Friday, 15 January 2021

VOY – Child’s Play

 



Plot – Of all the plotlines to pick up and run with on Voyager, they went with the Borg children. I’m not here to discourage this show from flirting with serialisation again though and it is a terrific step in the right direction to see real consequences, both emotional and plot wise, on this show. I don’t care that that makes Voyager something a soap opera – here it is a sad day when they let go off their little broodling of Borg and almost lose Icheb to his parents – but the best of TNG, DS9 and Voyager has often been grounded in character like this.

The episode does a fantastic job of presenting us with the story of Icheb’s parents and how they lost him, characterising them in a realistic way, exploring his tentativeness about returning and dealing with Seven’s inevitable loss. It is so convincing it feels that halfway through the episode we might be able to close this one down at about the half an hour point. So, when the twist comes it feels like a real knife to the gut because we have been entirely hoodwinked by the previous half and hour of gentle and probing drama. It’s expertly done.

Character – After his introductory episode I wouldn’t have thought that Icheb would go on to be one of the standout characters of the season but this episode goes a long way towards achieving that. I love that instead of thinking like a child for his science project, he dares to create something that could potentially make Voyager a safer and more sophisticated craft on its journey through the Delta Quadrant.

Performance – Any episode that asks Jeri Ryan to look longingly just off camera and emote is in luck as she is genuinely one of the finest actresses the franchise ever had the fortune to dish up. Fortunately (because this is not always the case in series six and seven) it is paired with a dramatic and satisfying script this week and Seven gets to make one more step closer to humanity. Bringing the Borg children on board and having Seven look after them means that now she is in a maternal role, and this is the episode the shows those strings being cut and has her experience the loss of losing a child. Powerful stuff, but Ryan plays it with restraint for the most part which makes it more effective and then with some furious injustice towards the end of the episode. She’s quite magnificent. This is all rolled up engagingly in Seven’s backstory where she was separated from her parents through some quite questionable decisions on their part…which makes Seven even more unwilling to let go of Icheb and even more determined to get him back when it turns out that he has been utilised in a similarly thoughtless way by his parents. This is great character growth, and I don’t often say that on this show.

Mark Sheppard and Tracey Ellis are superbly cast as Icheb’s parents. If you’re going to try and do this sort of sleight of hand well then you need actors of some ability to pull off the emotional material before revealing who they really are. Manu Intiraymi gives a solid performance in this episode. Like Ryan in series four, he’s trying to show a character who has had all of his individuality stripped away but is trying to find his voice again. He does that by coming across a little robotically but that isn’t a criticism of his acting, I think it is a conscious choice. Certainly, in series seven he would start to explore more emotions.

Great Dialogue –
‘Bred to kill Borg?’

Production – Wowzas, despite the slightly dated CGI, Voyager manages to pull of the visual of a colony on the edge of extinction with an enormous hole gouged out of it by the Borg. What is so striking about it is that it isn’t a visual that is added for dramatic value like the teaser of The Best of Both Worlds Part I, it is just an establishing shot that tells the history of the colony dynamically whilst adding some real atmosphere to the story. I would expect nothing less of Mike Vejar, he was the king of adding striking visuals even when the script doesn’t demand them.

**Information supplied**
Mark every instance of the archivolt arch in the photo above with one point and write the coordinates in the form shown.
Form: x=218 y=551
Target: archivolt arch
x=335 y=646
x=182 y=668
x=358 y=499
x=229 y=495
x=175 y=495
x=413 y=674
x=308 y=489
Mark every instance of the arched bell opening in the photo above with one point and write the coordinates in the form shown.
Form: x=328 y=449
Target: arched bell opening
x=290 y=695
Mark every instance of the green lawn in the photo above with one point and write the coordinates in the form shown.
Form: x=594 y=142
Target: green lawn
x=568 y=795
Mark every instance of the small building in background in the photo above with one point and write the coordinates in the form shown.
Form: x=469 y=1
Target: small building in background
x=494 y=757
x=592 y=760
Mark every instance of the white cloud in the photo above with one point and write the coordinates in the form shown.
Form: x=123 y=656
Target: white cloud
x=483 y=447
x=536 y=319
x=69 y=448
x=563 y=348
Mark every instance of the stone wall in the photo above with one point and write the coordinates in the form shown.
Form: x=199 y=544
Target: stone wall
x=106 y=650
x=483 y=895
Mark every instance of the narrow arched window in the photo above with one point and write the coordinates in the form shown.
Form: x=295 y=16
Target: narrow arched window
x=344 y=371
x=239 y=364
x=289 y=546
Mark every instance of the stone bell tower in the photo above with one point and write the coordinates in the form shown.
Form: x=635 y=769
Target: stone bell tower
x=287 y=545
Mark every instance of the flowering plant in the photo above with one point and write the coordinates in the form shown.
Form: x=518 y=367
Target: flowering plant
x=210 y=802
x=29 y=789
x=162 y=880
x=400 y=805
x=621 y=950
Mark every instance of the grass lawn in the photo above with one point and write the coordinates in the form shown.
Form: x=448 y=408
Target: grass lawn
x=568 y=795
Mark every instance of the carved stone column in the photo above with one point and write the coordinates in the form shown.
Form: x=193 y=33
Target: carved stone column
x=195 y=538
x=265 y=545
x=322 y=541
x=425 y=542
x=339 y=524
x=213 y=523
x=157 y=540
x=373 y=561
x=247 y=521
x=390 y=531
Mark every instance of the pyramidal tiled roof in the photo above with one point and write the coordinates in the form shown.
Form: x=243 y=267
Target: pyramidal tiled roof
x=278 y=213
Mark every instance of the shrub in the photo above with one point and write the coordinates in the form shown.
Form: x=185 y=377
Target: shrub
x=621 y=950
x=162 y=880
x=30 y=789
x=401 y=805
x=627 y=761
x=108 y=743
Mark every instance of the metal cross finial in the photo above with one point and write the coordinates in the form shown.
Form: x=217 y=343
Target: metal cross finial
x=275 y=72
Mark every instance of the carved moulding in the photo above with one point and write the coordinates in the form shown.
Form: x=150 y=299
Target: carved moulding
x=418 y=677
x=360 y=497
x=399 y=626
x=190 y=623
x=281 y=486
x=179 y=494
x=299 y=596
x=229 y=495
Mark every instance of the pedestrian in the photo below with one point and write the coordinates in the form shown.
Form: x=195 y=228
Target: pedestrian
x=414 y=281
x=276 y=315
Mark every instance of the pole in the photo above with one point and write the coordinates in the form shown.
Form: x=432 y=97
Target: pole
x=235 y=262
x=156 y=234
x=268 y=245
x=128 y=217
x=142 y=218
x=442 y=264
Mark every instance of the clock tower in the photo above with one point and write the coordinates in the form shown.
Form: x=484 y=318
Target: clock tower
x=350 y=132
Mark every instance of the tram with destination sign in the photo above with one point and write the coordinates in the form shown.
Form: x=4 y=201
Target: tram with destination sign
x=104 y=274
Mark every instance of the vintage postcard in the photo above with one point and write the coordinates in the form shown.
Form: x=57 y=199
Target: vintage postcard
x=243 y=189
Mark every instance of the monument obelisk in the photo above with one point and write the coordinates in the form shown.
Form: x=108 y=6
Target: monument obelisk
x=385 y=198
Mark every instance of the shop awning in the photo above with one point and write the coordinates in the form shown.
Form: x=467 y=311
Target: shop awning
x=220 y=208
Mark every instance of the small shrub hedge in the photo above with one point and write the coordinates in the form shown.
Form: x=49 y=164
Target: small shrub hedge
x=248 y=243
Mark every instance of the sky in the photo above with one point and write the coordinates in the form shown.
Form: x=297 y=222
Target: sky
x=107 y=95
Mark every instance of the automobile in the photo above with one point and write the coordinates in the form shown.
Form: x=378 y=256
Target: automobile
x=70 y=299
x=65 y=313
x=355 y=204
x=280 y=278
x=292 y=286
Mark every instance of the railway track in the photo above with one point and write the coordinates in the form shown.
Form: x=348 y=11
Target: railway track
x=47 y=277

**Instruction 1**
In the episode review, why does the twist feel like a knife to the gut?
**Instruction 2**
Can you reproduce the stretch of the episode review from "Mark Sheppard and" through "explore more emotions." word for word?

**Worked answer 1**
The first half hour of gentle, probing drama about Icheb's parents is so convincing that the story seems ready to wrap up around the half-hour mark. Viewers have been completely hoodwinked, so the reveal hits hard.

**Worked answer 2**
Mark Sheppard and Tracey Ellis are superbly cast as Icheb’s parents. If you’re going to try and do this sort of sleight of hand well then you need actors of some ability to pull off the emotional material before revealing who they really are. Manu Intiraymi gives a solid performance in this episode. Like Ryan in series four, he’s trying to show a character who has had all of his individuality stripped away but is trying to find his voice again. He does that by coming across a little robotically but that isn’t a criticism of his acting, I think it is a conscious choice. Certainly, in series seven he would start to explore more emotions.